* [READING TEXT]
Not a single one of my LSE students reads the Economist. That may be down to the selection bias of people wanting to take my course on activism, but I think they’re missing out. If, like me, you’re liberal on social issues, sceptical on economic laissez faire, and just plain confused on politics, then at least read the Economist, which is consistently liberal across all of them, for the social and political stuff.
Case in point – its fascinating recent Africa and geopolitics briefing. Some excerpts.
‘More than 320 embassies or consulates were opened in Africa between 2010 and 2016. Turkey alone opened 26 (see maps). Foreign leaders are supporting the diplomatic push. This year Vladimir Putin, the Russian president, is set to host the first Russia-Africa summit, a tribute act to the triennial Forum on Africa-China Co-operation (FOCAC), in Beijing. Hosted by President Xi Jinping, last year’s FOCAC attracted more African leaders than the annual meeting of the UN General Assembly. Japan and Britain are also hosting gatherings in the coming months.
When not hosting African politicians, foreign leaders are visiting them. China’s top officials made 79 visits to Africa in the decade up to 2018. Since 2008 Turkey’s leader, Recep Tayyip Erdogan, has paid more than 30 visits to African countries, most of them sub-Saharan. Emmanuel Macron has visited the continent nine times since becoming president of France in 2017; Narendra Modi has visited eight African countries during his five years in power in India. But not all are so keen. Kanye West and Kim Kardashian have visited more African leaders than has Mr Trump, who has yet to set foot on the continent.

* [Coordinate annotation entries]
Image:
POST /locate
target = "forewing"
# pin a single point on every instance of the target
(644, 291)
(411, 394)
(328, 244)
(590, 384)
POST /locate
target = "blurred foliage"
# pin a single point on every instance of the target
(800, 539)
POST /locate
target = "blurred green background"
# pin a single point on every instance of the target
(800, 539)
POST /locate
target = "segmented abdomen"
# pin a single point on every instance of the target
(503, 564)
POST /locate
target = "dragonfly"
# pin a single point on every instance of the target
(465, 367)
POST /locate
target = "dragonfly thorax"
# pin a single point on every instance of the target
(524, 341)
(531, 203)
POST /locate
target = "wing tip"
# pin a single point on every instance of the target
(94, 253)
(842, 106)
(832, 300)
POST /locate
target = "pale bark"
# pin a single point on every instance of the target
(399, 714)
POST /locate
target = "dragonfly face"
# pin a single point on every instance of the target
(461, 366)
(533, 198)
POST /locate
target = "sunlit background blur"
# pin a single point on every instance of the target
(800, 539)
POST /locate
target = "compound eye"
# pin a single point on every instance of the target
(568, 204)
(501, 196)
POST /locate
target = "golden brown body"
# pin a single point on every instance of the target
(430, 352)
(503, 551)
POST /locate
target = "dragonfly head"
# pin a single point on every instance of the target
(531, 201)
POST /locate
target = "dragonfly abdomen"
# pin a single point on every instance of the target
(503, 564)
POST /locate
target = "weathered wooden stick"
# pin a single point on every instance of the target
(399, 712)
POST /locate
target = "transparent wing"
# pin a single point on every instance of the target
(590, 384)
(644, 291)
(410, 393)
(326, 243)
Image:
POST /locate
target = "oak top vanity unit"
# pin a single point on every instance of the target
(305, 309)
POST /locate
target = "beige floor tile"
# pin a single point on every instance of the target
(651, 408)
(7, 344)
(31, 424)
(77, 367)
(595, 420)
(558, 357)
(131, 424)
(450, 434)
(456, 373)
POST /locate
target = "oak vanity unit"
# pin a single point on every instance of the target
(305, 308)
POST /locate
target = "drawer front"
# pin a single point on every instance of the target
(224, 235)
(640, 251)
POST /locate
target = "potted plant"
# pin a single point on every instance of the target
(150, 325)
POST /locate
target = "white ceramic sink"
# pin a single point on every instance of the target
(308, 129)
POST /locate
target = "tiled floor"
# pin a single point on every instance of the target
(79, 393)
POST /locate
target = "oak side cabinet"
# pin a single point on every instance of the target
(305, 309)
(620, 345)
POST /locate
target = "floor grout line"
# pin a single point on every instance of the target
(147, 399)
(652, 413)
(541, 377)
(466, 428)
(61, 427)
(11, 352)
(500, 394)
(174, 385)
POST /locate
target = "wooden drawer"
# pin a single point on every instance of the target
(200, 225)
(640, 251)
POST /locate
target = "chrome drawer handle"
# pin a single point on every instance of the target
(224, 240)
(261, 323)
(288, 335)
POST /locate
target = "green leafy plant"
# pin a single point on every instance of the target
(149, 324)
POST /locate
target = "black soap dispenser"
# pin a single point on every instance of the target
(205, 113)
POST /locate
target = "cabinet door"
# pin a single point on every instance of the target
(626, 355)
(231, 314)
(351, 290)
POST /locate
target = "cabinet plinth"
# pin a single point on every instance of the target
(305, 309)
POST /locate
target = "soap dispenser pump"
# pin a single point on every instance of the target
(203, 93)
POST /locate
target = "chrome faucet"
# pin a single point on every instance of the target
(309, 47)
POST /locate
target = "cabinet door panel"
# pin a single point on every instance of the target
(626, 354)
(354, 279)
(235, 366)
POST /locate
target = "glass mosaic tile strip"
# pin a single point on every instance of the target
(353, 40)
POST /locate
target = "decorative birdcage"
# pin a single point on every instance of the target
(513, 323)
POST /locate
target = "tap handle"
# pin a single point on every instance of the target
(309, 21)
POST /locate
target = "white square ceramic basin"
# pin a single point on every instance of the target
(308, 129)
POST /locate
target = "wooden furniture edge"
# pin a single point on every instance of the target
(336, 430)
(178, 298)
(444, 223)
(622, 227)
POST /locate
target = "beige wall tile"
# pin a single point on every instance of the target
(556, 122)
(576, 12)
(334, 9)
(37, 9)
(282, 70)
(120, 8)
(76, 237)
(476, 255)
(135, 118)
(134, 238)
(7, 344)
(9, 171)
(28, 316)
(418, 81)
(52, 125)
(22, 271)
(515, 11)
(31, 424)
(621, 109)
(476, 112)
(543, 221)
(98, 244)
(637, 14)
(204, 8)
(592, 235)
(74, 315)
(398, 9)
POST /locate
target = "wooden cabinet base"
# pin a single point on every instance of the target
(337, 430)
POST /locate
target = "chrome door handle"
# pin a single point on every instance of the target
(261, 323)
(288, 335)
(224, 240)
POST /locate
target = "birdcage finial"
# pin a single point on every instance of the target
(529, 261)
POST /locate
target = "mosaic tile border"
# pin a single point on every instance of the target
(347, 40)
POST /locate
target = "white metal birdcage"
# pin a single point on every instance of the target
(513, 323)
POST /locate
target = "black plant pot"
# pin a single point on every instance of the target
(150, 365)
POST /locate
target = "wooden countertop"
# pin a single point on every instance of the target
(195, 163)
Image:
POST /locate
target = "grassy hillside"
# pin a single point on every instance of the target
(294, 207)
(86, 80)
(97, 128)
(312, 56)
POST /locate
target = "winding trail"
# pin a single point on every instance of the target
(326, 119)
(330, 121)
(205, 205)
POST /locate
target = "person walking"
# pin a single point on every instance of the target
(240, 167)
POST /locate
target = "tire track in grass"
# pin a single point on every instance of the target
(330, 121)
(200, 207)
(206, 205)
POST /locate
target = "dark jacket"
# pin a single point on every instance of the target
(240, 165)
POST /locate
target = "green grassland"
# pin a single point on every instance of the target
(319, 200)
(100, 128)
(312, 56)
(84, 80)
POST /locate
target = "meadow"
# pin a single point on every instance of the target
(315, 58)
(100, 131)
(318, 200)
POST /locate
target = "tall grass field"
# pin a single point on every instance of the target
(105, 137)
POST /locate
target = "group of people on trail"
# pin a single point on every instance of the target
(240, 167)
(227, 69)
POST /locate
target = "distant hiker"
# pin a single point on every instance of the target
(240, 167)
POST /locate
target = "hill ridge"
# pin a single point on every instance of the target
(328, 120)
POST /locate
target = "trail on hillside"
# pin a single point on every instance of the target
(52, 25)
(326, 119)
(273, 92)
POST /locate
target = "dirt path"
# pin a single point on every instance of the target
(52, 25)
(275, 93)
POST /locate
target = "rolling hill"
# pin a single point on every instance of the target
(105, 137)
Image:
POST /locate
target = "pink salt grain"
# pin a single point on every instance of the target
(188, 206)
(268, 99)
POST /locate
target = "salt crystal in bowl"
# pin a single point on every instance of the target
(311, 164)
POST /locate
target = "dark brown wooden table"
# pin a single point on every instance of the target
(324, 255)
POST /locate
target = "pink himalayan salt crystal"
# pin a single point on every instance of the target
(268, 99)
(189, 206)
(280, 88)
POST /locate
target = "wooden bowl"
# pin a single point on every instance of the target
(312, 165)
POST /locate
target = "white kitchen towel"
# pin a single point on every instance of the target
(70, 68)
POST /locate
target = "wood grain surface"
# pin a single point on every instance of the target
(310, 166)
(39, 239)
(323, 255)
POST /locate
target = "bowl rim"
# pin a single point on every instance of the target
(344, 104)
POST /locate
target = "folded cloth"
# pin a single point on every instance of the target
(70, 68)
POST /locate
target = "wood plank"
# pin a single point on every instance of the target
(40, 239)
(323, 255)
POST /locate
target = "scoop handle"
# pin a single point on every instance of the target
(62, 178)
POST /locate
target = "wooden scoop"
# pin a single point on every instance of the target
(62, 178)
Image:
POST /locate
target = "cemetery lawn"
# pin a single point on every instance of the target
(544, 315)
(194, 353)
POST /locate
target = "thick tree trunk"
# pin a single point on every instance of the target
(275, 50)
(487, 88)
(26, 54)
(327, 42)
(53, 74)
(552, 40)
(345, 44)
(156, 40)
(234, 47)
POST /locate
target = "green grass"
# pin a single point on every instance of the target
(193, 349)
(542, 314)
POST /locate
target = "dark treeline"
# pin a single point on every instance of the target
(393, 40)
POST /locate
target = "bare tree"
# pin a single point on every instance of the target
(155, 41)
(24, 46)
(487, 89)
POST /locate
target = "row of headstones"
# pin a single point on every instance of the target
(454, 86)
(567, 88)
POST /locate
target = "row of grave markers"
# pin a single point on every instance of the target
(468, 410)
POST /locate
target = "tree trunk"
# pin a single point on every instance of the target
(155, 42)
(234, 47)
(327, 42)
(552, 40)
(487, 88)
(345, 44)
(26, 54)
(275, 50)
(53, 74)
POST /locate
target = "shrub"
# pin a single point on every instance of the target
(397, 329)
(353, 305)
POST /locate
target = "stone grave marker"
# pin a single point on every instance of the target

* [DIRECTIVES]
a) In the text on Africa and foreign diplomacy, how many visits did China's top officials make to Africa in the decade up to 2018?
b) Say whether each statement agrees with the text on Africa and foreign diplomacy: (i) Turkey opened 26 embassies or consulates in Africa between 2010 and 2016; (ii) last year's FOCAC drew fewer African leaders than the annual UN General Assembly meeting; (iii) Narendra Modi has visited ten African countries while in power in India.

* [SOLUTIONS PER TASK]
a) 79 visits.

b)
(i) Yes: "Turkey alone opened 26"
(ii) No: "last year’s FOCAC attracted more African leaders than the annual meeting of the UN General Assembly"
(iii) No: "Narendra Modi has visited eight African countries during his five years in power in India"